Problem to solve: Would you restate, exactly as they appear, the lines from the one containing "Target: background orchid flower" through the end of the data below?

Data extracted from a collection:
################

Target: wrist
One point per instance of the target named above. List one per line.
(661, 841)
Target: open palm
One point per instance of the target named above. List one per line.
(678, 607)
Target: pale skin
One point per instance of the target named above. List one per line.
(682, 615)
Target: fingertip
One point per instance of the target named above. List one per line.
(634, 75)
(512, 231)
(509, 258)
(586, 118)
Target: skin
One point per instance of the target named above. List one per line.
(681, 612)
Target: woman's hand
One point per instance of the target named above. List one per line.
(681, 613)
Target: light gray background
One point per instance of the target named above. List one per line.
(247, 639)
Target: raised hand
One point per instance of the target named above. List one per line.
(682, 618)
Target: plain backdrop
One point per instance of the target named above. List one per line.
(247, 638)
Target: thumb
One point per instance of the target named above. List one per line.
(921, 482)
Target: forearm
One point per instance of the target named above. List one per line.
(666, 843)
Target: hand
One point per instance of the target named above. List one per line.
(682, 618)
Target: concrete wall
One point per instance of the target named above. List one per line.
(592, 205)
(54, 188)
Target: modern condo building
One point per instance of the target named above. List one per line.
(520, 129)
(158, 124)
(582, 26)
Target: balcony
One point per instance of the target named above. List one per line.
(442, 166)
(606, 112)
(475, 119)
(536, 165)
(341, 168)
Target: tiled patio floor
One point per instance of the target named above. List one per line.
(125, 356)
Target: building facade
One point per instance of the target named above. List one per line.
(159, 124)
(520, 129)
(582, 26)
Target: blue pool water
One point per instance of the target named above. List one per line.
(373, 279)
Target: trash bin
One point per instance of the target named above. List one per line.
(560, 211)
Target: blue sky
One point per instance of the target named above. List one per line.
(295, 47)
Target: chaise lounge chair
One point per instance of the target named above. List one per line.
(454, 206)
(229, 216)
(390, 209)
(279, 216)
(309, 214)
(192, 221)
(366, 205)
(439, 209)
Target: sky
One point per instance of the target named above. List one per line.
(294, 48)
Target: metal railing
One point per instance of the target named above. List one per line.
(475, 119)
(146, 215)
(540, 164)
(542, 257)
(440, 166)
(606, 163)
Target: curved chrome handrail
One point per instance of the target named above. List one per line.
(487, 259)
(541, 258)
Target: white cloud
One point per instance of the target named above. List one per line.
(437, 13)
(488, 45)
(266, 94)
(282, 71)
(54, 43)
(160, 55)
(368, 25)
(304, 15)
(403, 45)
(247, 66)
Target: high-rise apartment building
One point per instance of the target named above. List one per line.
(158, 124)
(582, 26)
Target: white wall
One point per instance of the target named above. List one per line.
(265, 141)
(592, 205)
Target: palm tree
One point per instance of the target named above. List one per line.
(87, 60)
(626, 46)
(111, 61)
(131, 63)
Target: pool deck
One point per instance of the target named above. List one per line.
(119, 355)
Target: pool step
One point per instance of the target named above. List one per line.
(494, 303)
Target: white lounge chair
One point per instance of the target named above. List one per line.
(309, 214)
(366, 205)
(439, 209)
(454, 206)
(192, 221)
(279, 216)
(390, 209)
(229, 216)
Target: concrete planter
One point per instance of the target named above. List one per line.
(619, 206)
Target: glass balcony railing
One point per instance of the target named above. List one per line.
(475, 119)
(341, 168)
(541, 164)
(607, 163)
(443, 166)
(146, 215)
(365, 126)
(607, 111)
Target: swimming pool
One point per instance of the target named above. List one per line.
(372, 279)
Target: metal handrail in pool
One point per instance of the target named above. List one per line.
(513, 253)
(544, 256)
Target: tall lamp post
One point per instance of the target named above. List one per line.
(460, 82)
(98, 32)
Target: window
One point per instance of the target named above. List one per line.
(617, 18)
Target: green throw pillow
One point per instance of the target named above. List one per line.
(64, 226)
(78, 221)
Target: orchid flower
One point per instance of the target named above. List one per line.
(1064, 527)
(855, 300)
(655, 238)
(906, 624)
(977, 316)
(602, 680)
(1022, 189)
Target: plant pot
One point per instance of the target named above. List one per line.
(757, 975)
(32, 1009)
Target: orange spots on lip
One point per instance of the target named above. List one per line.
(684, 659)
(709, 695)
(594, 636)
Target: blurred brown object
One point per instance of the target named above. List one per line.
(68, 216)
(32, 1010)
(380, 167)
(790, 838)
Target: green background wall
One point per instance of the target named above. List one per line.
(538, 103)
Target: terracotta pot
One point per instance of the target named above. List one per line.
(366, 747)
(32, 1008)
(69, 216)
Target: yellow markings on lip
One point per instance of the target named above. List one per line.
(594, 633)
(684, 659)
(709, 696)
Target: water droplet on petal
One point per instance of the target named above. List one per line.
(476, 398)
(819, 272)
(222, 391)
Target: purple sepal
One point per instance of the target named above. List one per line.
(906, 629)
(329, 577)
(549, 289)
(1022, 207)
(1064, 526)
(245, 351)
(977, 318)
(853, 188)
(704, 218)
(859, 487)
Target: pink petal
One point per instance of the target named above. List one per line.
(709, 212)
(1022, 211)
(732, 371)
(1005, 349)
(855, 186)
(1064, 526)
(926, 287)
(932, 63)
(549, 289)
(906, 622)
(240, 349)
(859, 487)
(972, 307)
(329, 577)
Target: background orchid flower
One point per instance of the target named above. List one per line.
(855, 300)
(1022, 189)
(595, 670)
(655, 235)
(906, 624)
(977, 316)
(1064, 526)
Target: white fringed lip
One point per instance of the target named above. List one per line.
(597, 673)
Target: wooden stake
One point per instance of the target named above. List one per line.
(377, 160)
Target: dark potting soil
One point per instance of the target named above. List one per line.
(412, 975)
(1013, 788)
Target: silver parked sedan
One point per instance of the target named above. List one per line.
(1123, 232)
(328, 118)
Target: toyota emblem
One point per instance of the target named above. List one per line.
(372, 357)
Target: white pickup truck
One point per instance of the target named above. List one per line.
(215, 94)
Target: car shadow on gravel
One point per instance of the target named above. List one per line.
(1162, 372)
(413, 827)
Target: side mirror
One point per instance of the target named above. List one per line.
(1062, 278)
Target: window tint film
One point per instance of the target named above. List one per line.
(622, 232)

################

Reply:
Target: background orchid flower
One point per instance of the target named above. List one per line.
(855, 300)
(1022, 189)
(595, 670)
(655, 235)
(906, 624)
(977, 316)
(1064, 526)
Target: white fringed lip
One point per instance of the target named above. List one per line.
(597, 673)
Target: wooden stake
One point per instance of the target named above. List one per line.
(377, 160)
Target: dark potting soil
One point per instance of the target named above. List one per line.
(412, 975)
(1013, 788)
Target: silver parked sedan
One point per instance of the target named above. List one per line.
(1123, 232)
(328, 118)
Target: toyota emblem
One point per instance of the target named above. List one per line.
(372, 357)
Target: white pickup truck
One point per instance of the target named above. List one per line.
(215, 94)
Target: car shadow on gravel
One point per instance of the target named above. List one per line.
(1162, 372)
(413, 827)
Target: side mirror
One point per instance of the target named above. List one per line.
(1062, 278)
Target: window tint film
One point per instance of the target named above. List one per line.
(622, 232)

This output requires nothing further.